## EXERCISE INSTRUCTIONS
Scan the entries for "rhino". Every line that holds it is to be copied.

## AVAILABLE RECORDS
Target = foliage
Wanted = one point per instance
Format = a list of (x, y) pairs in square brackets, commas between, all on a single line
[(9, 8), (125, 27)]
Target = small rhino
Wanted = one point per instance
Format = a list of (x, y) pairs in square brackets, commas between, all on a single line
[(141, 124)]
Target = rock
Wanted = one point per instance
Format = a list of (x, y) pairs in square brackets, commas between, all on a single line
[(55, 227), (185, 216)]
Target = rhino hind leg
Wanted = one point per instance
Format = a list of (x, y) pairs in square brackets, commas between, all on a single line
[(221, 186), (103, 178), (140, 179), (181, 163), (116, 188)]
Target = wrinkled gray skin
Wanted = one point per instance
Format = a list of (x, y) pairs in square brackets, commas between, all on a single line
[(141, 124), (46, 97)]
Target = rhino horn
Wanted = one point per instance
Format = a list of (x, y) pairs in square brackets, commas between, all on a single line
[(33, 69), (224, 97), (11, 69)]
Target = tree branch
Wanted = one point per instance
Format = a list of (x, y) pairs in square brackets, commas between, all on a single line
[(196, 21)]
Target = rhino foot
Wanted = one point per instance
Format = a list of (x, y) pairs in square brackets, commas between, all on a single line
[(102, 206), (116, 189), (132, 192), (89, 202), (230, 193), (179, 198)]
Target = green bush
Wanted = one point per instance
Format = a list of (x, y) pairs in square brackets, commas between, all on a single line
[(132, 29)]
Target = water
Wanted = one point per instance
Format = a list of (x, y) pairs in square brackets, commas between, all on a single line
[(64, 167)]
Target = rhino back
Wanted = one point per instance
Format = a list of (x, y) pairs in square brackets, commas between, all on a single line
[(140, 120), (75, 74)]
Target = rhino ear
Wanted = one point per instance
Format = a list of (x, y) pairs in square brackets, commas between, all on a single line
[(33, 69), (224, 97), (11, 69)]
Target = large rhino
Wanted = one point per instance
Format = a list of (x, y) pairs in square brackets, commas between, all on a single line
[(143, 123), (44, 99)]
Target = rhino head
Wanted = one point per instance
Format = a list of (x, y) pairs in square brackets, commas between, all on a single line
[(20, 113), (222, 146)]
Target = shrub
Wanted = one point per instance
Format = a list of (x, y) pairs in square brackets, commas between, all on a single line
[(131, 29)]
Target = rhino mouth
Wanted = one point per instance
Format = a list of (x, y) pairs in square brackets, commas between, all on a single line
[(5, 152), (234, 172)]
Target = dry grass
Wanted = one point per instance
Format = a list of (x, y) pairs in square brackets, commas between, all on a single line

## ANSWER BELOW
Target = small rhino
Target = rhino hind leg
Target = rhino horn
Target = rhino foot
Target = rhino back
Target = rhino ear
Target = large rhino
Target = rhino head
Target = rhino mouth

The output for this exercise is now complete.